PROBLEM REQUIREMENTS:
Please turn the lines from the one with "Spot every snow-covered roof visible" through the one with "[22,92,190,106]", both included, into a Markdown table with the columns Row and Line. Number each row and leave out any blank lines.
_ _ _ _ _
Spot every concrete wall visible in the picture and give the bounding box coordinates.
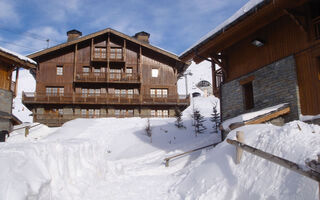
[221,56,301,121]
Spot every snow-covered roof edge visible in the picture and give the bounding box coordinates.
[179,0,267,57]
[0,47,37,65]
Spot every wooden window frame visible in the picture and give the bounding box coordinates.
[56,65,63,76]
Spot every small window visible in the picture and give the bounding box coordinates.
[81,88,88,97]
[157,89,162,98]
[114,89,120,97]
[89,109,94,117]
[82,67,90,74]
[94,47,107,59]
[242,82,254,110]
[94,109,100,117]
[162,89,168,98]
[157,110,162,117]
[81,109,87,117]
[128,110,133,117]
[150,110,156,117]
[150,89,156,97]
[57,66,63,76]
[151,69,159,78]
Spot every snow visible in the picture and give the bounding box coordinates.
[0,96,320,200]
[221,103,286,131]
[179,0,264,57]
[299,114,320,121]
[0,47,37,65]
[12,69,36,122]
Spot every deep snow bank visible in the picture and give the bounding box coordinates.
[171,121,320,200]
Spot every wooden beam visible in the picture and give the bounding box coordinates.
[227,139,320,182]
[283,9,308,33]
[73,44,78,81]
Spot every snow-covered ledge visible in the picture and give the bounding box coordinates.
[221,103,290,131]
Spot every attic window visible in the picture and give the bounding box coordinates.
[94,47,107,59]
[242,81,254,110]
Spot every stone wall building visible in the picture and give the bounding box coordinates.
[180,0,320,121]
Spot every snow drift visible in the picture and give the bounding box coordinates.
[0,97,320,200]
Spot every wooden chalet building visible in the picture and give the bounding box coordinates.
[0,47,37,132]
[22,28,190,126]
[180,0,320,121]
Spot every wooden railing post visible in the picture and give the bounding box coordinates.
[24,126,30,137]
[236,131,244,164]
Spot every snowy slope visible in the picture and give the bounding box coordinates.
[12,69,36,122]
[0,97,320,200]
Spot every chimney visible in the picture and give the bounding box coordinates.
[67,29,82,42]
[134,31,150,43]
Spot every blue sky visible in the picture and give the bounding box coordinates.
[0,0,248,55]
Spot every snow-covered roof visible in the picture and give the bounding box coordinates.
[179,0,266,57]
[0,47,37,65]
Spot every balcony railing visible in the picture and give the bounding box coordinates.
[76,72,140,83]
[33,113,169,126]
[22,92,190,105]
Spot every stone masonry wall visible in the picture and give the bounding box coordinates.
[221,56,301,121]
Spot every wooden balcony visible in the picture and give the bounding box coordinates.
[33,113,169,127]
[75,72,140,83]
[22,92,190,106]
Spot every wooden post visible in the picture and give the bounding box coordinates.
[318,153,320,200]
[227,139,320,182]
[24,126,30,137]
[236,131,244,164]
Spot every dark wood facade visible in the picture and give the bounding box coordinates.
[0,48,36,131]
[23,29,189,126]
[180,0,320,115]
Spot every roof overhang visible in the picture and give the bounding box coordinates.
[179,0,308,63]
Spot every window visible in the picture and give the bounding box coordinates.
[110,47,122,60]
[89,109,94,117]
[110,69,121,79]
[89,89,95,96]
[94,109,100,117]
[150,89,156,97]
[81,88,88,97]
[57,66,63,76]
[157,89,162,98]
[128,89,133,98]
[162,110,169,117]
[162,89,168,98]
[150,110,156,117]
[126,67,133,77]
[157,110,162,117]
[46,87,64,96]
[114,89,120,97]
[94,47,107,59]
[128,110,133,117]
[82,66,90,75]
[81,109,87,117]
[151,69,159,78]
[242,81,254,110]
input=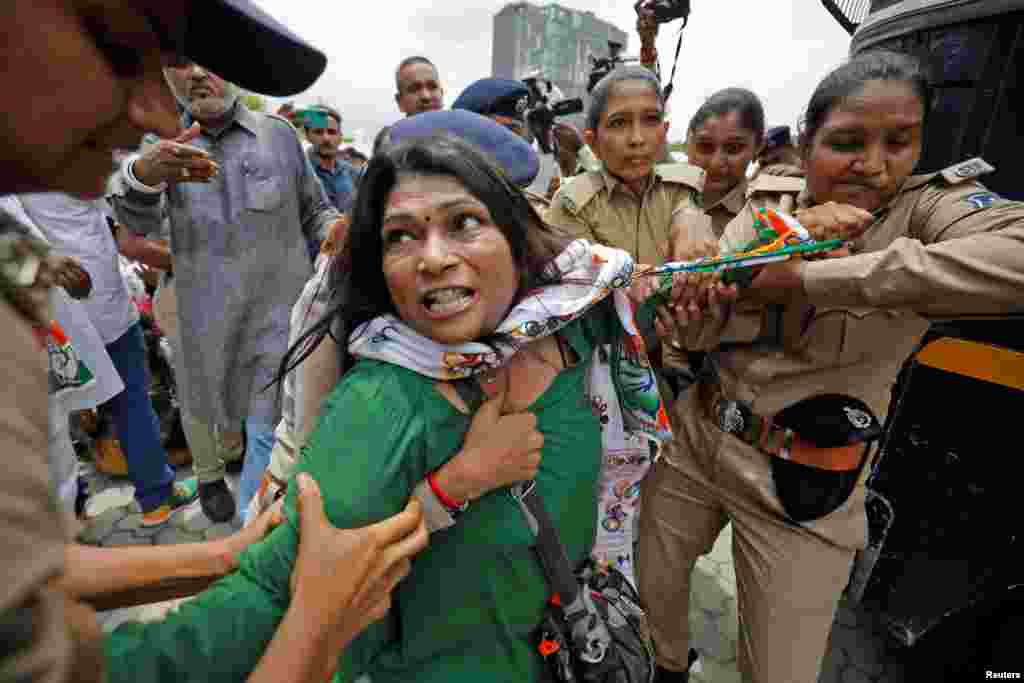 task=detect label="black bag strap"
[452,376,580,604]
_ _ _ _ _
RESPONSE:
| Row | Line |
|---|---|
| 1 | Spot every snow-covered roof visible in the picture and give the bounding box coordinates. |
| 2 | [179,0,266,57] |
| 3 | [0,47,37,65] |
| 4 | Spot every balcony railing visible in the picture and give the bounding box coordinates. |
| 5 | [76,72,140,83] |
| 6 | [33,113,169,126] |
| 7 | [22,92,190,105] |
| 8 | Spot every stone masonry wall visible in the picture and give the bounding box coordinates. |
| 9 | [221,56,301,121] |
| 10 | Spot every wooden balcony visible in the picture and give the bounding box coordinates. |
| 11 | [33,113,169,127] |
| 12 | [75,72,140,83] |
| 13 | [22,92,190,106] |